-------- Quellenauszug --------
Freitag 29. März 2024

Bischofskonferenz: Synodalität, Zuversicht in Krisen, Ukraine- und Erdbebenhilfe

Der Sprecher der Österreichischen Bischofskonferenz Erzbischof Franz Lackner

Von 13. bis 16. März 2023 fand die Frühjahrs-Vollversammlung der Österreichischen Bischofskonferenz in Seitenstetten statt. Hier die Erklärungen im Wortlaut.

Kathpress dokumentiert im Folgenden im Wortlaut die Erklärungen der Österreichischen Bischofskonferenz zum Abschluss der Frühjahrs-Vollversammlung der Bischöfe:

 

 

1. In der Synodalität voranschreiten

 

Mit Papst Franziskus hat Synodalität als Haltung und Grundprinzip in der Kirche eine neue Qualität erhalten. Seit seiner Wahl vor zehn Jahren hat der Papst die mit dem Zweiten Vatikanischen Konzil eingeführten Bischofssynoden auf weltkirchlicher Ebene Schritt für Schritt weiterentwickelt. Der von ihm initiierte weltweite Synodale Prozess ist einmalig in der Kirchengeschichte. Er erreicht nach der bereits absolvierten diözesanen, nationalen und der jetzt im Gang befindlichen kontinentalen Phase im Oktober mit der Synode im Vatikan die weltkirchliche Ebene. Die Österreichische Bischofskonferenz wird dabei durch ihren Vorsitzenden, den Salzburger Erzbischof Franz Lackner, vertreten sein. Als Ersatzmitglied wurde Diözesanbischof Josef Marketz gewählt. Überdies wird Kardinal Christoph Schönborn als Mitglied des vatikanischen Synodenrates an der Versammlung teilnehmen.
-------- Datenzeilen --------
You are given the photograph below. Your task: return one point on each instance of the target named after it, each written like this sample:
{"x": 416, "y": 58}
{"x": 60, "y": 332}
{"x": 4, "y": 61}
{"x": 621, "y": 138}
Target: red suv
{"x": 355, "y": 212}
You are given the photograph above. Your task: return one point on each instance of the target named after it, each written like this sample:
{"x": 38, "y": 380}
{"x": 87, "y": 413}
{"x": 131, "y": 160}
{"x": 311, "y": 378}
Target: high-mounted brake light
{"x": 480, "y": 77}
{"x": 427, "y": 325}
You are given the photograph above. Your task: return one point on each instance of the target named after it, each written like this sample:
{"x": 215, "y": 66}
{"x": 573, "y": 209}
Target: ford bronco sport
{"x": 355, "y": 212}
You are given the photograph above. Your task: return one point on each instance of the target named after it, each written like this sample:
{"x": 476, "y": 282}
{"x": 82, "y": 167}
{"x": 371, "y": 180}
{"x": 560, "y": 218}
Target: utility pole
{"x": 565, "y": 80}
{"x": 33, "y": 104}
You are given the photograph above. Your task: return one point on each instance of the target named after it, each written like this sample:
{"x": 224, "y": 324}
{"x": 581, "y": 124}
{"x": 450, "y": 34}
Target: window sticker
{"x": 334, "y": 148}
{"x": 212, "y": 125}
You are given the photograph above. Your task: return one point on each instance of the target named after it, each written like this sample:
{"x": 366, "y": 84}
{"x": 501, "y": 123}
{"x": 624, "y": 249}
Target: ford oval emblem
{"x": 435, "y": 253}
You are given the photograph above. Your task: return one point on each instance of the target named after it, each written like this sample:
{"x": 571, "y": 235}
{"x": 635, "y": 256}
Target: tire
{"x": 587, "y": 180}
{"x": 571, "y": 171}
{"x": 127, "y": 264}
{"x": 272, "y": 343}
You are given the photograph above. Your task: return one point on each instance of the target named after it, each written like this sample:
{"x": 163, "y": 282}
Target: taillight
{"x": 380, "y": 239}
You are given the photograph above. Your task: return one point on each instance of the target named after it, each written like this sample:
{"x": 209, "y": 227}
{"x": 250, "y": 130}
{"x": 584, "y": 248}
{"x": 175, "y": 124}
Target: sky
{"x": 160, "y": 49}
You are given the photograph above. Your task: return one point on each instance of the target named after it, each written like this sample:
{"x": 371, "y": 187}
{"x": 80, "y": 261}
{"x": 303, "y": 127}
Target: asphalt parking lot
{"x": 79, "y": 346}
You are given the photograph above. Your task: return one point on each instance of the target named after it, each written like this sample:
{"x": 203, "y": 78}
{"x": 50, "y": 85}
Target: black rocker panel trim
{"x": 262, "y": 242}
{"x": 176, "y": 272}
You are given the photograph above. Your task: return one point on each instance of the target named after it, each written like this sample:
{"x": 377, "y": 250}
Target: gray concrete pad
--------
Ihre Aufgabe: Nehmen Sie den Text zur Frühjahrs-Vollversammlung der Bischofskonferenz wieder auf und führen Sie ihn im Anschluss an seinen letzten Satz weiter. Die Einträge stehen für sich und gehören nicht zum Text zur Frühjahrs-Vollversammlung.

Endergebnis:
 

Synodalität lebt von der geistlichen Haltung des Hörens aufeinander und auf das, was Gott uns heute sagen will. Die Kirche in Österreich war zuletzt bei der europäischen Kontinentalversammlung in Prag bemüht, ihre Anliegen und Einsichten in das Panorama anderer kirchlicher Realitäten einzubringen. Dabei ist einmal mehr klar geworden, dass wir aufeinander verwiesen und immer auch ergänzungsbedürftig sind. Gleichzeitig verbinden uns Themen, die in Europa und weltweit die Kirche befassen: die Förderung der Teilhabe aller Gläubigen an der Sendung der Kirche, die Stärkung der Rolle der Frauen, das Bestreben um eine "inklusive" Kirche, Evangelisierung und Mission. Der Wunsch nach Reformen ist trotz widersprüchlicher Vorstellungen groß. Es bleibt als Herausforderung, dass der Synodale Prozess jene konkreten Folgen zeitigt, die für den Dienst der Kirche und ihre Glaubwürdigkeit erforderlich sind.

 

Zuversicht geben die Erfahrungen, die wir Bischöfe bei unserem Ad-limina-Besuch kurz vor Weihnachten machen durften. Die Gespräche in den vatikanischen Dikasterien waren von Offenheit, Wertschätzung und Austausch geprägt. Es ist offensichtlich: In den zehn Jahren seines Wirkens hat Papst Franziskus nicht nur die Römische Kurie reformiert, es ist ihm auch ein Kulturwandel in Richtung Synodalität gelungen. Diesen Weg des Papstes unterstützen die österreichischen Bischöfe aus tiefster Überzeugung.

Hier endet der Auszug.